• DATA:
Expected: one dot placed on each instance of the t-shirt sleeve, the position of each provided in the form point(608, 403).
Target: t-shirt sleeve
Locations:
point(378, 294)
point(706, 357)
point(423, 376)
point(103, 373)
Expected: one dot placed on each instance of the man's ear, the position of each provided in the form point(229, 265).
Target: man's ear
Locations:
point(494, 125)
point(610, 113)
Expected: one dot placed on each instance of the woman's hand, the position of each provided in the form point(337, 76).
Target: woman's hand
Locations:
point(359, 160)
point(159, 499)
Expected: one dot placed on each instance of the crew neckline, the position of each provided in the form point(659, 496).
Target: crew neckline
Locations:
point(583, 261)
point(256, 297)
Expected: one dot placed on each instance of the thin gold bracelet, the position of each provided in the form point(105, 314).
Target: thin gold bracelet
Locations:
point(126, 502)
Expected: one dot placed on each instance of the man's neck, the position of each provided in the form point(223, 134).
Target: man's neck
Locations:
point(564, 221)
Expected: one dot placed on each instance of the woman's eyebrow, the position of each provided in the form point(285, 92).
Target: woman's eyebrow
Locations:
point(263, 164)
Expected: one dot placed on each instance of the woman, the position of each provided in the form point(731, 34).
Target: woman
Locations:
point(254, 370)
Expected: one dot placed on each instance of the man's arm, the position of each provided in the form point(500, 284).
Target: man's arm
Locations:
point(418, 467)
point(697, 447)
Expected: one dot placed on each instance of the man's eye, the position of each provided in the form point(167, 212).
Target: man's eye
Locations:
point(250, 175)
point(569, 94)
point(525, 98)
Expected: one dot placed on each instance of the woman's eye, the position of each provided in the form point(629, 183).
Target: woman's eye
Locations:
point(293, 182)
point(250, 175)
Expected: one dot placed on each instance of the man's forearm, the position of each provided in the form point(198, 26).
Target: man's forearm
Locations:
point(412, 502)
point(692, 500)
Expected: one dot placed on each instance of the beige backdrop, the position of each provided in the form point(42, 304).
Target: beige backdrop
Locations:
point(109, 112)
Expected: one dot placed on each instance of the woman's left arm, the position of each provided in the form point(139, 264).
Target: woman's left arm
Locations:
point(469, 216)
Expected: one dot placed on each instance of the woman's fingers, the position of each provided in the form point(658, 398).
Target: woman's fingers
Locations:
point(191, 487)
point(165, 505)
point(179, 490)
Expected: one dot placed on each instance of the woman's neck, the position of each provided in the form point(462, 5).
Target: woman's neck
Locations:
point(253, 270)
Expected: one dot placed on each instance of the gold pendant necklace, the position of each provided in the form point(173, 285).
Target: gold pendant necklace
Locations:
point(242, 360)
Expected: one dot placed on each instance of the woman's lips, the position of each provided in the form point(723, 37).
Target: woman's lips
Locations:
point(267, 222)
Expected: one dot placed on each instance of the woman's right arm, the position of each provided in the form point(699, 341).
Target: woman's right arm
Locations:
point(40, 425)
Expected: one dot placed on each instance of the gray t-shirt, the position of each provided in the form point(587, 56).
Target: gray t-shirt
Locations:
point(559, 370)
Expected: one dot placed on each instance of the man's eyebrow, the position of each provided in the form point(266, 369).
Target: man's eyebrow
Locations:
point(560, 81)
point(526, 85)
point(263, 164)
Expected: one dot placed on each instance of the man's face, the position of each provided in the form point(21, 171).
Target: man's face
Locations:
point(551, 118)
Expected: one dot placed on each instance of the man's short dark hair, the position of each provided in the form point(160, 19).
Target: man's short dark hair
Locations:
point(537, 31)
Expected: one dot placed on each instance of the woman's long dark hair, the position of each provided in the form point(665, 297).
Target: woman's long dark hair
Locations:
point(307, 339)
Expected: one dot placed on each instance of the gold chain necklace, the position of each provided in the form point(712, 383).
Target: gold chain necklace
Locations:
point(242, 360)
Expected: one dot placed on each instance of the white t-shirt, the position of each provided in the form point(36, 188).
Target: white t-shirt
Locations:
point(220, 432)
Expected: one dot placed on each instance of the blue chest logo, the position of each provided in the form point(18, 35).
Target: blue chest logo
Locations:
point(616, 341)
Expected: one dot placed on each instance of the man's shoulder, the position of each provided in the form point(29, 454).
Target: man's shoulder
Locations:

• AIM OF THE EXERCISE:
Copy every item above word for word, without changing any line.

• EXERCISE OUTPUT:
Expected: one dot placed on each instance of the t-shirt sleeve, the position of each provided in the form point(608, 403).
Target: t-shirt sleeve
Locations:
point(378, 294)
point(706, 357)
point(423, 376)
point(103, 373)
Expected: one dot placed on each instance of the man's ear, the position of each provided in the form point(229, 265).
Target: man's ear
Locations:
point(494, 125)
point(610, 113)
Expected: one dot placed on each instance of the woman's hand, the position of each provided in the form point(337, 76).
Target: woman's hand
Locations:
point(359, 160)
point(159, 499)
Expected: one dot placed on each instance of the crew neckline, the position of each provided in the form point(659, 496).
Target: crew neckline
Locations:
point(583, 261)
point(256, 297)
Expected: one dot placed on each instance of the thin gold bracelet, the position of each provided in the form point(105, 314).
Target: thin gold bracelet
Locations:
point(126, 502)
Expected: one dot placed on each instance of the man's neck, the position of each provided in the form point(223, 134).
Target: man's neck
Locations:
point(564, 221)
Expected: one dot placed on each instance of the woman's eyebrow, the position of each provided in the form point(285, 92).
Target: woman's eyebrow
Locations:
point(263, 164)
Expected: one dot placed on each instance of the woman, the position of each provided in the form point(731, 34).
Target: woman
Locations:
point(254, 370)
Expected: one dot placed on each instance of the man's arm, the position of each provided in the form point(500, 284).
Target: man's arm
Locations:
point(418, 467)
point(697, 447)
Expected: one dot placed on each instance of the man's eye, the position of each provided in the form point(167, 212).
Target: man's eye
Locations:
point(250, 175)
point(569, 94)
point(525, 98)
Expected: one dot placed on each instance of the woman's eye, the position of each provided in the form point(629, 183).
Target: woman's eye
Locations:
point(293, 182)
point(250, 175)
Expected: one dot placed on each instance of the man's forearm, the position of each provided in the form point(198, 26).
Target: man's forearm
Locations:
point(412, 502)
point(692, 500)
Expected: one dot placed on each instance of the beige backdrop, the position of each provided in the form point(42, 304).
Target: beige backdrop
Locations:
point(109, 112)
Expected: one dot placed on each instance of the woman's left arm, the position of each provided in the form point(139, 264).
Target: woman's left arm
Locations:
point(469, 216)
Expected: one dot placed on each instance of the woman's fingers, the position of each provided in the form point(658, 398).
Target: woman's fingers
Locations:
point(191, 487)
point(165, 505)
point(179, 490)
Expected: one dot placed on each instance of the woman's neck, the position of each provided in the form point(462, 5).
Target: woman's neck
Locations:
point(253, 270)
Expected: one dot placed on each instance of the gold pendant necklace, the position of each provided in the form point(173, 285).
Target: gold pendant necklace
Locations:
point(242, 360)
Expected: one dot placed on each instance of the woman's lips, the position of each provided in the form point(723, 37).
Target: woman's lips
Locations:
point(267, 222)
Expected: one dot placed on each instance of the woman's right arm, the position of each provided in the form point(699, 341).
Target: woman's right arm
Locations:
point(40, 425)
Expected: one dot placed on each instance of the gray t-shirt, the position of each provided in the form point(587, 56).
Target: gray t-shirt
Locations:
point(559, 370)
Expected: one dot placed on each instance of the man's eyebrow, the position of each provided in the form point(266, 369).
Target: man's eyebrow
Locations:
point(560, 81)
point(526, 85)
point(263, 164)
Expected: one dot placed on each instance of the man's face, the position of each provided in the form point(21, 171).
Target: man's face
Locations:
point(551, 118)
Expected: one dot placed on each instance of the man's short dark hair, the position of each provided in the form point(160, 19).
Target: man's short dark hair
Locations:
point(537, 31)
Expected: one dot placed on each instance of the woman's long dark hair, the position of each provided in the form point(665, 297).
Target: woman's long dark hair
Locations:
point(307, 339)
Expected: one dot placed on each instance of the gold chain necklace, the position of each provided in the form point(712, 383).
Target: gold chain necklace
Locations:
point(242, 360)
Expected: one dot placed on each instance of the white t-shirt, the position of each provided in the form point(36, 188).
Target: white t-shirt
Locations:
point(220, 432)
Expected: one dot placed on each instance of the blue chest logo, the position of each provided in the form point(18, 35).
Target: blue chest logo
Locations:
point(616, 341)
Expected: one dot placed on each instance of the man's shoulder, the position of each provided in the form point(29, 454).
Target: man's shoulder
Locations:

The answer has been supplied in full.